Work to complete: Reproduce each of the entries below character for character, without changing any line.

Data supplied:
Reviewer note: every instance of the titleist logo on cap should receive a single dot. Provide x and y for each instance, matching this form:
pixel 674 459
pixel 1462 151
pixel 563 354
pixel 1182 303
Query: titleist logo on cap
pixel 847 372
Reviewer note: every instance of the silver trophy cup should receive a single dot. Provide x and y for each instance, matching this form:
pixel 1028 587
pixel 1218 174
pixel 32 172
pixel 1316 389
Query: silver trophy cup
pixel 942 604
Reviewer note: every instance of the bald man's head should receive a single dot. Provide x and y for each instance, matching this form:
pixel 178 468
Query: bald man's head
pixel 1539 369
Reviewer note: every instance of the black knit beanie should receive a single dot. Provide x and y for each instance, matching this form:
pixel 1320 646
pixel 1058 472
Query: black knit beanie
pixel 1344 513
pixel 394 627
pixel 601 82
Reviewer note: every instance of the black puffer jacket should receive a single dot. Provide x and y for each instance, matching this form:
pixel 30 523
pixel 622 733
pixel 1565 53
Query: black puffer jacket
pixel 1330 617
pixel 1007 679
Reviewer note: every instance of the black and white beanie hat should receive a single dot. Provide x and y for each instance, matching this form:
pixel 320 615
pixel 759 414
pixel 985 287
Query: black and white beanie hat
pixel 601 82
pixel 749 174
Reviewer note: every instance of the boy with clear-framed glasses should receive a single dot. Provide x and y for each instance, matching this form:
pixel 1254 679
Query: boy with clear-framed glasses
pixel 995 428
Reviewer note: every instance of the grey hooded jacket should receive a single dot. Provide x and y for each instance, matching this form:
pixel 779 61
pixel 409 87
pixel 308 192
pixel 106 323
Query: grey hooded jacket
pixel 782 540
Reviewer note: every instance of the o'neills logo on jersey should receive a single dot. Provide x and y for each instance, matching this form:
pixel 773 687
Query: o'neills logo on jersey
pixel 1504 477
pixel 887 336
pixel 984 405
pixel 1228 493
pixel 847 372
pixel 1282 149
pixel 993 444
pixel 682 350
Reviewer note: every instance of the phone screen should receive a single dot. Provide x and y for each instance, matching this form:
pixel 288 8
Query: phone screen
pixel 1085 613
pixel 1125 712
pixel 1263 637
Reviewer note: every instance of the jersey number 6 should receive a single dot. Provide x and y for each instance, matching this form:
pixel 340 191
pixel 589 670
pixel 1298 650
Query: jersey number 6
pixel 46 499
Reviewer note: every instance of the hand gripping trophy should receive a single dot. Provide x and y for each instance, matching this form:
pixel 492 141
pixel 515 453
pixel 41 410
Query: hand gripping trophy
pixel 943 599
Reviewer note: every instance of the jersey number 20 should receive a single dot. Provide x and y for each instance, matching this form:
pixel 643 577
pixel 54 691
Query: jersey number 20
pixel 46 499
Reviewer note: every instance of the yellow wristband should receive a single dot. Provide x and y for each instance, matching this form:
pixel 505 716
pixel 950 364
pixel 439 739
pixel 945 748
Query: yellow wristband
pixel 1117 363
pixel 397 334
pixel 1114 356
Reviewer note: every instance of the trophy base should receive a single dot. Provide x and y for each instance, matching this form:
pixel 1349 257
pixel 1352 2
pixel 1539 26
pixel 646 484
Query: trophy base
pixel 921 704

Written solution:
Reviewer note: every instance of the titleist logo on cap should receive a single dot. Provide x and y for each instance, matching this form:
pixel 674 459
pixel 1462 151
pixel 563 354
pixel 1182 303
Query: titleist logo on cap
pixel 847 372
Reviewer note: every instance of the silver trophy cup should receive a single dot. Provide x and y for each instance, matching this form:
pixel 1028 587
pixel 1218 174
pixel 32 172
pixel 1316 389
Query: silver trophy cup
pixel 942 604
Reviewer note: every instance of the bald man's head should receive a single dot. Provide x and y for each instance, matching this form:
pixel 178 468
Query: bald man's head
pixel 1539 369
Reviewer note: every instance of the black knit beanie should receive a single dot. Provide x and y for each instance, matching this form:
pixel 1320 646
pixel 1058 472
Query: black knit beanie
pixel 1344 513
pixel 394 627
pixel 601 82
Reviewer note: every instance of the black puffer jacket should receive a single dot. Provide x and y for each instance, matching this form:
pixel 30 523
pixel 622 733
pixel 1565 53
Query: black puffer jacket
pixel 1330 617
pixel 1007 679
Reviewer note: every instance of the black and white beanie hat should receive a single dot. Provide x and y for each instance, matching this form:
pixel 320 615
pixel 759 414
pixel 985 287
Query: black and white beanie hat
pixel 601 82
pixel 749 174
Reviewer note: every instance of the boy with clear-framed glasses should receive a single dot. Provide x and y for each instance, matching this form:
pixel 1254 679
Query: boy with clear-framed glasses
pixel 995 428
Reviewer note: every instance of the grey hooded jacket should receive a single dot. Provide x and y for each instance, matching this form:
pixel 779 61
pixel 409 87
pixel 308 192
pixel 106 323
Query: grey hooded jacket
pixel 782 540
Reviewer note: every instance of the o'neills logo on jersey should receive a single dot. Provide x and y for each instance, matching this form:
pixel 773 687
Query: o'neills logo on jersey
pixel 1504 477
pixel 887 336
pixel 984 405
pixel 1228 493
pixel 847 372
pixel 1282 149
pixel 993 444
pixel 682 350
Reviewer note: every instance of the phone screen should receive a single dot. Provide x and y for each instance, matching this form:
pixel 288 8
Query: phone screen
pixel 1085 613
pixel 1125 712
pixel 1263 637
Reviewer note: every instance of the jersey number 6 should receive a single dot. Provide x and y for each instance, matching this form:
pixel 340 191
pixel 589 670
pixel 1298 650
Query: jersey number 6
pixel 46 499
Reviewer note: every instance of the hand gripping trophy should receive a single dot. Provide x and y for each instance, matching this form:
pixel 492 141
pixel 515 453
pixel 41 410
Query: hand gripping trophy
pixel 943 599
Reviewer note: every instance of the jersey number 20 should receive a single dot. Provide x and y for each instance, matching this form:
pixel 643 577
pixel 54 691
Query: jersey number 20
pixel 46 499
Reviewer note: every instance of the yellow wristband should receive a single dot. Provide x and y for each instance, matching this form:
pixel 505 716
pixel 950 364
pixel 439 739
pixel 945 748
Query: yellow wristband
pixel 1117 363
pixel 397 334
pixel 1114 356
Reviewer note: every instance of the trophy base should receive a single dot. Provide x and y for each instance, matching this form:
pixel 1349 257
pixel 1352 2
pixel 1539 26
pixel 646 484
Query: trophy base
pixel 921 704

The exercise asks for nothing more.